# Data listing start
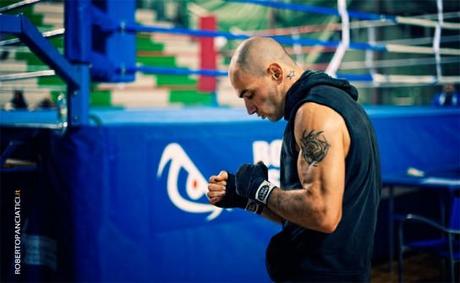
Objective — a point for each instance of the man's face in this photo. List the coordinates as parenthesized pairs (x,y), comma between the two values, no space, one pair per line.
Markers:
(261,94)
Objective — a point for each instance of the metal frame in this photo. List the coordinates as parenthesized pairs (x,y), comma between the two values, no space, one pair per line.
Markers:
(76,76)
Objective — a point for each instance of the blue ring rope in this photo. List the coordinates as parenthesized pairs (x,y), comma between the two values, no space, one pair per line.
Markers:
(219,73)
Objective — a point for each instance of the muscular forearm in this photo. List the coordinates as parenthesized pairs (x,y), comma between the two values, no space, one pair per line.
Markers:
(304,208)
(270,215)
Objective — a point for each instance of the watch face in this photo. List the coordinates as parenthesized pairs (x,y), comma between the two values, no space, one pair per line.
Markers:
(252,206)
(262,193)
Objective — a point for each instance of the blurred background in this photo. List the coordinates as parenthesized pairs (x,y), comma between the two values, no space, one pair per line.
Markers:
(115,112)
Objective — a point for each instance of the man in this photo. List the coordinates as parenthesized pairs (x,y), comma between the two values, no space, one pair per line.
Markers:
(330,175)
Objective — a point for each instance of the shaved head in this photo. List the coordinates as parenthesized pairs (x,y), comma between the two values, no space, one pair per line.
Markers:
(255,54)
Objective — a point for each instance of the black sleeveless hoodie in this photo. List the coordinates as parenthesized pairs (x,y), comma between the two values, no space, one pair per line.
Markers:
(344,254)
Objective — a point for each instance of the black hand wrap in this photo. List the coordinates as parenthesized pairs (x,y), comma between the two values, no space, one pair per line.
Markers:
(232,200)
(252,182)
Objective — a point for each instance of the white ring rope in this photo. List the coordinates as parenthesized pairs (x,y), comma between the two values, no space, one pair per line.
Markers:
(343,46)
(437,40)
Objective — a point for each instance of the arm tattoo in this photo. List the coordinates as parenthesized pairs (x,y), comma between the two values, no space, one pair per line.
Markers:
(314,147)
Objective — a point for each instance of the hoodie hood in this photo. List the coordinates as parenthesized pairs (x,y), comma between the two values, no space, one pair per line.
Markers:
(309,79)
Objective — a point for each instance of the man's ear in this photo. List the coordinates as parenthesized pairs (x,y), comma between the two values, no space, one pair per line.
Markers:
(275,72)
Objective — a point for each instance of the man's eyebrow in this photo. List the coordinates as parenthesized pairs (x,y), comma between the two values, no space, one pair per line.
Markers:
(243,92)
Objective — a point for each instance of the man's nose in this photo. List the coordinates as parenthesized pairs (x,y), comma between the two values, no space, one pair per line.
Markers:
(249,107)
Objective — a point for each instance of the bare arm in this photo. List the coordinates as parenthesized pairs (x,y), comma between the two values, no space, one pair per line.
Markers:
(323,142)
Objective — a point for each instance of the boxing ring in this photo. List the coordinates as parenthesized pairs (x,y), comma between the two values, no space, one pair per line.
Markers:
(129,192)
(119,194)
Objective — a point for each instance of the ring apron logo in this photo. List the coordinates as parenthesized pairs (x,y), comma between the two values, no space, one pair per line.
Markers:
(195,187)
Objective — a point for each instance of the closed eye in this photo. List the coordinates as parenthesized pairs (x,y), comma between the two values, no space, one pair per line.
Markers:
(249,95)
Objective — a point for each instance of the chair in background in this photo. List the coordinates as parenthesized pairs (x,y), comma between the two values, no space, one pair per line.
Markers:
(447,246)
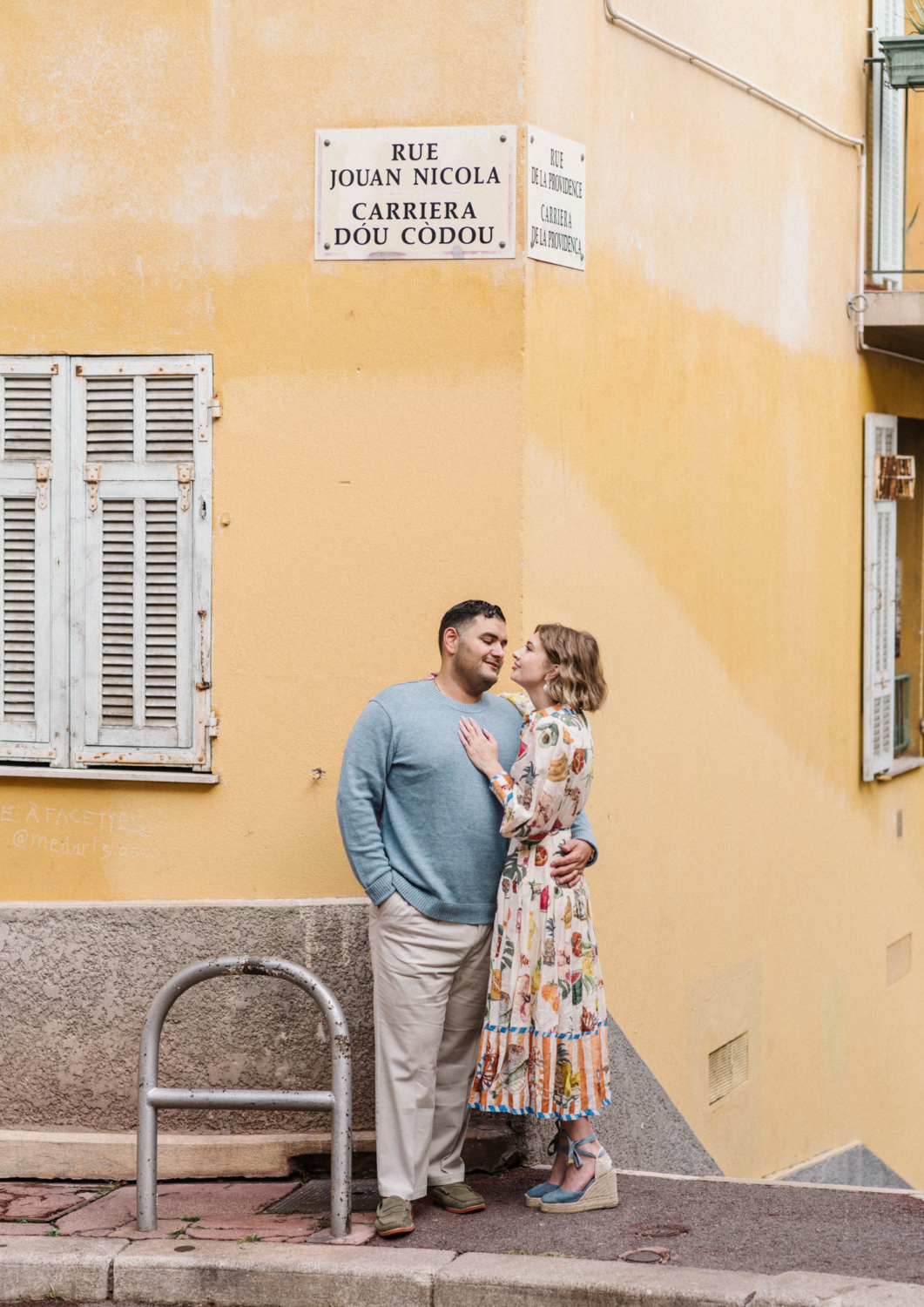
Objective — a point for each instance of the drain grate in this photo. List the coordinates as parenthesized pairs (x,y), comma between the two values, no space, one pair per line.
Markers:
(315,1196)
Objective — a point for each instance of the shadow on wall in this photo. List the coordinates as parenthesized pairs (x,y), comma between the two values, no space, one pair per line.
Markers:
(642,1129)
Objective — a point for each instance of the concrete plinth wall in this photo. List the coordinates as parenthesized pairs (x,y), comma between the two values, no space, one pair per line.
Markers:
(76,982)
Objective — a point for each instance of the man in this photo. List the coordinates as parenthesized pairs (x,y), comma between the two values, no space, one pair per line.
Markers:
(421,830)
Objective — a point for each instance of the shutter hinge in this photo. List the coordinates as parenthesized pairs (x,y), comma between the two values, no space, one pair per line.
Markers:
(185,473)
(91,477)
(42,478)
(203,684)
(894,476)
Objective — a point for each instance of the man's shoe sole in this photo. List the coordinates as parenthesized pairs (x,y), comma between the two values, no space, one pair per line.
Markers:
(387,1234)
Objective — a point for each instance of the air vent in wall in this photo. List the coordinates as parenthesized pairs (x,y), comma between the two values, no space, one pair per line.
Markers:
(728,1067)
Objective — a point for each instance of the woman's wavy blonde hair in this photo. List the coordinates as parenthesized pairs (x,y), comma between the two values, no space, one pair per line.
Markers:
(581,682)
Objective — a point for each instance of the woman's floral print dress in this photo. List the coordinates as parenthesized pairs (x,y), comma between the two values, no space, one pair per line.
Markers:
(544,1043)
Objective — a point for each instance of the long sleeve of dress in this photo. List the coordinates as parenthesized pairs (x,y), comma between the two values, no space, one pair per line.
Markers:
(539,802)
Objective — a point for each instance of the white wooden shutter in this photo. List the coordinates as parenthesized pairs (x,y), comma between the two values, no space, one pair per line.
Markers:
(879,603)
(33,561)
(887,149)
(141,561)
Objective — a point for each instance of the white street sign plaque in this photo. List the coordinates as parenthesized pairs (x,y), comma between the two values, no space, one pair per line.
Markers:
(555,199)
(415,193)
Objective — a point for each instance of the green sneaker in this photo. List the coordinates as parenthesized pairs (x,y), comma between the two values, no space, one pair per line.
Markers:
(456,1197)
(394,1216)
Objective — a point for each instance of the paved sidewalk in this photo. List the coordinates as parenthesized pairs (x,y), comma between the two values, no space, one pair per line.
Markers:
(712,1223)
(239,1243)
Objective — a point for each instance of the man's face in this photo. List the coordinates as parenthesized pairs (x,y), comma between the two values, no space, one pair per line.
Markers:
(480,654)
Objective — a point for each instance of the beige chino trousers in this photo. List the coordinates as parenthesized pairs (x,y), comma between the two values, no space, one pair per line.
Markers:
(428,1006)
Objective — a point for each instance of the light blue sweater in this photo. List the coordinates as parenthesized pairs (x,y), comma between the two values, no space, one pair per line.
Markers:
(415,815)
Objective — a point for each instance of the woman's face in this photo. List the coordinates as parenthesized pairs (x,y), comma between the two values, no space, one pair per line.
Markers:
(531,666)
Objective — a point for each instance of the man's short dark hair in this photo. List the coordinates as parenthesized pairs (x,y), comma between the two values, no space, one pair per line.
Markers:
(463,614)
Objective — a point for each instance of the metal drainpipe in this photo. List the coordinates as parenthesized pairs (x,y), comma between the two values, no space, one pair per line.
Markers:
(638,29)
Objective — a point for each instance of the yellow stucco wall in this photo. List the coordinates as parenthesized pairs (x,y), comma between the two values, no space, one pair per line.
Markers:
(693,493)
(665,449)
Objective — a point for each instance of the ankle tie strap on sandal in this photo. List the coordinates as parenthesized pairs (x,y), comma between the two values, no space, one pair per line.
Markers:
# Data listing end
*What the exercise asks:* Transcribe the listing in full and omit the pictures.

*Solution for this problem:*
Objective — a point for each instance of the man's face in this photo. List the coordinates as parenthesized pairs (x,y), comma between the two values, no space, one pair per line.
Markers:
(261,94)
Objective — a point for each instance of the metal frame in this photo. List the coordinates as parenthesized pairs (x,y), comma between the two values, no space, one pair per line.
Markers:
(76,76)
Objective — a point for each instance of the blue ring rope in this photo. List the coordinates as parenthesized pairs (x,y), comma between the two values, no space, one pair per line.
Markers:
(219,73)
Objective — a point for each instance of the muscular forearm in this photo. List the coordinates as parenthesized pairs (x,y), comma between the two values, no space, one pair per line.
Markers:
(304,208)
(270,215)
Objective — a point for each instance of the watch face in this photo. List the coordinates as parenthesized pairs (x,y), comma between the two values, no space, one pair per line.
Markers:
(252,206)
(262,193)
Objective — a point for each instance of the blurred background in this photo. List the coordinates as parenthesized pairs (x,y), comma between the two values, no space, one pair per line.
Markers:
(115,112)
Objective — a point for each instance of the man in this photo. List the coordinates as parenthesized pairs (x,y), comma between the two values, no space, one pair per line.
Markers:
(330,175)
Objective — a point for each instance of the shaved head in this photo. List the coordinates as parenthesized pairs (x,y), comma between the two values, no space, one pair per line.
Markers:
(255,54)
Objective — a point for each instance of the black sleeveless hoodie in this photo. List the coordinates as parenthesized pairs (x,y), comma between the two values, no space, one pair per line.
Markers:
(344,254)
Objective — a point for each instance of the black hand wrap in this photo. List the coordinates as parenthesized pairs (x,y), comma between the two values, no space, one pair per line.
Markers:
(232,200)
(252,182)
Objective — a point for each instance of the white ring rope in this photo. List the coordinates as parenthesized pairs (x,y), comma between the two values, no space, one pair per line.
Markers:
(343,46)
(437,40)
Objective — a point for each instance of the arm tattoo in this photo. List the coordinates as parenthesized pairs (x,y), comma between the two values, no space, one pair per line.
Markers:
(314,147)
Objective — a point for each instance of the hoodie hood in this photo. List the coordinates as parenthesized pairs (x,y), comma between the two values, no space, one pair per line.
Markers:
(309,79)
Objective — a point for each instance of the man's ear in this photo. List the coordinates as parenthesized pairs (x,y), comma between the two values, no space, one pair per line.
Markers:
(275,72)
Objective — a point for each instance of the man's eyebrow in this photo. List the coordinates as parenthesized pairs (x,y), comma between the two values, no space, one pair per line.
Markers:
(243,92)
Objective — a point for each instance of the man's nose in this photo. List the coordinates as parenthesized pairs (x,y), comma between the two values, no space, one pair per line.
Markers:
(249,107)
Objective — a point for each instance of the bare arm in this photo. List the coordinates as parenthesized pairs (x,y), comma between the two values, no space, one pair per line.
Markers:
(323,142)
Objective — a point for each instance of the boxing ring in this photo. List the coordinates as parenthesized pairs (x,y), comma between the two values, no space, one pair per line.
Markers:
(129,192)
(119,194)
Objective — a point for each instance of the ring apron logo in this photo. List the coordinates as parenthesized pairs (x,y), comma between the two values, no space, one pair per line.
Markers:
(195,187)
Objective — a point for each instance of the closed eye in this photo. List the coordinates as parenthesized pairs (x,y), comma between the two values, no space, one pair per line.
Markers:
(249,95)
Objective — a point for each instance of the chair in background in this photo. List the coordinates as parenthesized pairs (x,y), comma between the two values, no space, one pair per line.
Markers:
(447,246)
Objective — a point for each instance of the drain grate in this photo. List the coordinates as parenthesized pairs (x,y), comma between the two values, no space, one pair per line.
Markers:
(315,1196)
Objective — a point for each instance of the shadow on wall in this photo. List the coordinates as parenthesized pairs (x,y), comma between the two values, no space, one pair per line.
Markers:
(642,1129)
Objective — a point for each instance of the concrete plinth wall in this photo. List the coordinates as parenthesized pairs (x,y), comma between the two values, no space, one pair per line.
Markers:
(76,982)
Objective — a point for each instance of the man in this photo. List the coordinates as parenthesized pairs (x,y), comma between the two values, no space, one pair per line.
Markers:
(421,830)
Objective — a point for each instance of the shutter hinge in this photo. List the coordinates as parenthesized pairs (x,y), comma between the two values, no space, one pair per line.
Markers:
(185,473)
(91,477)
(42,478)
(203,684)
(894,476)
Objective — a point for each instance of the man's shoe sole in this photo. List the coordinates as parenthesized pairs (x,y), comma between the two values, no space, one pair per line.
Markers:
(387,1234)
Objective — a point for each instance of the air vent in wall in this photo. List the coordinates as parenthesized pairs (x,y), comma between the two values, no space, one pair per line.
Markers:
(728,1067)
Objective — a point for each instance of the woman's wavy blonde hair in this photo. List the coordinates as parenthesized pairs (x,y), comma between the two values, no space, one pair per line.
Markers:
(581,682)
Objective — a point for each instance of the woman's floral print dress in this photo. List the coordinates as parenthesized pairs (x,y), comma between the two values, no space, one pair per line.
Markers:
(544,1043)
Objective — a point for each instance of the long sleeve of dress in this photo. List the coordinates as parenthesized pairs (x,y), comma between the two values, no space, one pair per line.
Markers:
(539,802)
Objective — a point for each instance of the white wooden shutter in this photo. List the coordinates as parenthesized pairs (x,y), comma between the two values, no space, one pair per line.
Markers:
(879,603)
(33,561)
(887,149)
(141,561)
Objective — a point for each instance of the white street sign plaque in this photo. List the coordinates as parenthesized pairs (x,y), comma between the two values, no space, one pair per line.
Markers:
(555,199)
(415,193)
Objective — a point for each instance of the green sneaker in this photo. List the coordinates as parenthesized pairs (x,y), comma between the two values, no space, one pair per line.
Markers:
(456,1197)
(394,1216)
Objective — a point for each instance of the paved sidewalk in this photo. List the coordinates as parenthesized pairs (x,y), comma between the two values, no space, one pair per line.
Markers:
(712,1223)
(239,1243)
Objective — a point for each instance of the man's face in this photo. List the coordinates as parenthesized pairs (x,y), comma between the two values, no space, one pair per line.
Markers:
(480,654)
Objective — a point for each instance of the beige chino trousers in this photo. List the coordinates as parenthesized pairs (x,y), comma between the two values, no space, one pair per line.
Markers:
(428,1006)
Objective — a point for each instance of the light blue sweater in this photo. List the coordinates as parenthesized pairs (x,y), comma between the two values, no space, one pair per line.
Markers:
(415,815)
Objective — a point for each instance of the woman's face in this photo. List the coordinates as parenthesized pairs (x,y), comma between the two values, no space, one pair per line.
Markers:
(531,666)
Objective — a point for each instance of the man's short dark hair in this photo. List the coordinates as parenthesized pairs (x,y), comma between the two values, no space, one pair per line.
Markers:
(463,614)
Objective — a point for each instance of the metal drainpipe in this photo. List the coordinates as parenthesized pairs (x,y), comma between the two values, no space, one pair per line.
Markers:
(638,29)
Objective — a point for each instance of the yellow stucco wall in this photo. List the coordinates as parenthesized pairs (x,y), comma between the two values, no space, one pair per line.
Markers:
(693,493)
(665,449)
Objective — a point for each instance of the ankle tie strap on sandal in this photo. List the coordinates as parenthesized pairs (x,y), comma between the two values, no space, one pair per line.
Markers:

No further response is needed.